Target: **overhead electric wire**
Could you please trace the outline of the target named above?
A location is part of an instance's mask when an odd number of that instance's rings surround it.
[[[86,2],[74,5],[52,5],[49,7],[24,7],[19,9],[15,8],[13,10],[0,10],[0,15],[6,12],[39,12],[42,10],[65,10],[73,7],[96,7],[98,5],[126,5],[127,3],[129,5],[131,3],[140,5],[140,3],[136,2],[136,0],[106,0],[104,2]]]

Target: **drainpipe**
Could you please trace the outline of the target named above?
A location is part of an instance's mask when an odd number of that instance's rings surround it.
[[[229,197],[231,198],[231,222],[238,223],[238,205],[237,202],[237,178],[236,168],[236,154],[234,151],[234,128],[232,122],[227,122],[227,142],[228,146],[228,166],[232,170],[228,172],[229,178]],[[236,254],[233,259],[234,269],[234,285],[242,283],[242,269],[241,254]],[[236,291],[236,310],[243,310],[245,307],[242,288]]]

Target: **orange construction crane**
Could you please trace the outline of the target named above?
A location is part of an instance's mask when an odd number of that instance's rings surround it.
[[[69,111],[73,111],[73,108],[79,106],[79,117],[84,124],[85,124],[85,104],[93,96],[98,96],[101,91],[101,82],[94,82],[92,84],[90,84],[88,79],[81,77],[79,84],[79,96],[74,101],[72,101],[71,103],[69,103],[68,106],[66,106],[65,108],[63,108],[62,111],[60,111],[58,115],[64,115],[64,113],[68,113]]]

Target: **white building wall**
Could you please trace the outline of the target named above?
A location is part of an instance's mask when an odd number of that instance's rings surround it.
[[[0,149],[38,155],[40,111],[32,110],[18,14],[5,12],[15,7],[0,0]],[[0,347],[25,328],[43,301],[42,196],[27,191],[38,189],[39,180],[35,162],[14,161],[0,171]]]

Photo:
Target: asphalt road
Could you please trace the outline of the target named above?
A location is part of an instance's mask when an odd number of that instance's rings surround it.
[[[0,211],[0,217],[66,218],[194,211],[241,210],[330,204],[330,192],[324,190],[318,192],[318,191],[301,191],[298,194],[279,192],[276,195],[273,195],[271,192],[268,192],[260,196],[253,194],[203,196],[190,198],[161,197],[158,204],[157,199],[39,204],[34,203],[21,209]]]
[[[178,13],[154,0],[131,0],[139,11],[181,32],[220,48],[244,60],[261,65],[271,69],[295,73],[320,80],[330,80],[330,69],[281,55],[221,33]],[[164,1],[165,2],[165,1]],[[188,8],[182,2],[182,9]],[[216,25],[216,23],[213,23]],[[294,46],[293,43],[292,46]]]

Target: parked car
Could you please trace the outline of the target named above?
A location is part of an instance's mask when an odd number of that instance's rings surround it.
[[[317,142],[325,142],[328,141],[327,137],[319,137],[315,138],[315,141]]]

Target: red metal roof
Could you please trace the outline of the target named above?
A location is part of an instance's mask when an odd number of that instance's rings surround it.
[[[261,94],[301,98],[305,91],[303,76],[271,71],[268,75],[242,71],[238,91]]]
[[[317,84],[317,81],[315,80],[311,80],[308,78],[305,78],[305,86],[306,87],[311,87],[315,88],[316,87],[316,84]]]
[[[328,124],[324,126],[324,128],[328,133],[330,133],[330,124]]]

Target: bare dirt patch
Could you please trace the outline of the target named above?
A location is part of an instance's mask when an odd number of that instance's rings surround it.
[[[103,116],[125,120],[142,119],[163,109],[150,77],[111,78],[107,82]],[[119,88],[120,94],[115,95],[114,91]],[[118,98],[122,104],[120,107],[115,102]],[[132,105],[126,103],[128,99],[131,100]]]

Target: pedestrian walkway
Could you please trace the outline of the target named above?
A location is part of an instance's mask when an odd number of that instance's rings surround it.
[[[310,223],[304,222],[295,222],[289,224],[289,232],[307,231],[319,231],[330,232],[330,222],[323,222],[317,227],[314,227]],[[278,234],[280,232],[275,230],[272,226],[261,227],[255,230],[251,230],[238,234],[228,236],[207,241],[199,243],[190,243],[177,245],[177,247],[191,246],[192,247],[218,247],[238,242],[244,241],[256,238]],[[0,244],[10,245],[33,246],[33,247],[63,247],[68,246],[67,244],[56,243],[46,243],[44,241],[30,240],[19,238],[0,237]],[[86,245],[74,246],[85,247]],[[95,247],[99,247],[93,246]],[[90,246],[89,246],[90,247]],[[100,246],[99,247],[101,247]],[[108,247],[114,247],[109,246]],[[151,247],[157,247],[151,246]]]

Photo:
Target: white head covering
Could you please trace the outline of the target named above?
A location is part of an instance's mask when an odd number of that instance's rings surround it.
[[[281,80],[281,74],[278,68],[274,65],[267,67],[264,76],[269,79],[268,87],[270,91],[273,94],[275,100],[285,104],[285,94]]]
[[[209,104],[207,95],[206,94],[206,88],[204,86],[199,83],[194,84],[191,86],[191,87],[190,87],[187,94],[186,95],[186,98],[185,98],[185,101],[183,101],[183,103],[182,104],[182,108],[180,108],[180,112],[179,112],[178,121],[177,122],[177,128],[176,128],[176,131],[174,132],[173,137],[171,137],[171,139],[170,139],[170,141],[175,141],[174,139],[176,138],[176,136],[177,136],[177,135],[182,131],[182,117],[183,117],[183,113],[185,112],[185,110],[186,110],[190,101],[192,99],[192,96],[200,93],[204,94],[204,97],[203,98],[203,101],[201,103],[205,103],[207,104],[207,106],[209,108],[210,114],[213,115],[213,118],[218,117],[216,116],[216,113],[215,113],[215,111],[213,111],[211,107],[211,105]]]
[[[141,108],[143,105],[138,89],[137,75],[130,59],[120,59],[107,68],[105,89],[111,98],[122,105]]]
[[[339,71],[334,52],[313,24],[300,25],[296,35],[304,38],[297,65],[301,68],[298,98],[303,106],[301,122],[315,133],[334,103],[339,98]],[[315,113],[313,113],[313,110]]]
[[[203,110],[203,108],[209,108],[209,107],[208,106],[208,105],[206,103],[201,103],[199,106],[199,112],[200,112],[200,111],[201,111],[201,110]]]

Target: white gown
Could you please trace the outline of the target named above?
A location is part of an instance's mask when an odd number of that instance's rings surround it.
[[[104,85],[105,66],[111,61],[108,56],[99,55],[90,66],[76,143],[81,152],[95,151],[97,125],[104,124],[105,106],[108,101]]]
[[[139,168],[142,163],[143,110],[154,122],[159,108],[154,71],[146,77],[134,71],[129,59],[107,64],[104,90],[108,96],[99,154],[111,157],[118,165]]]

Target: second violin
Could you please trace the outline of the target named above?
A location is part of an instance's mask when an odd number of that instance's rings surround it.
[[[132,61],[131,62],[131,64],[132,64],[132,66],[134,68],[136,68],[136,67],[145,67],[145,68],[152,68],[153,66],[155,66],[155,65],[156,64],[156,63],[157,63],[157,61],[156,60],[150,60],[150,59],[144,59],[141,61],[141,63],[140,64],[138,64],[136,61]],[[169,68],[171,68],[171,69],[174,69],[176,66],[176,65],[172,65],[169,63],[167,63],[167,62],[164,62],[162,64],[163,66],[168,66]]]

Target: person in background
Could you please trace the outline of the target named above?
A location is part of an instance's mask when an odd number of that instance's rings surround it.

====

-- PROBLEM TO WORK ON --
From the data above, extract every line that contains the string "white".

-- EXERCISE RESPONSE --
Target: **white building wall**
Target: white head covering
Target: white gown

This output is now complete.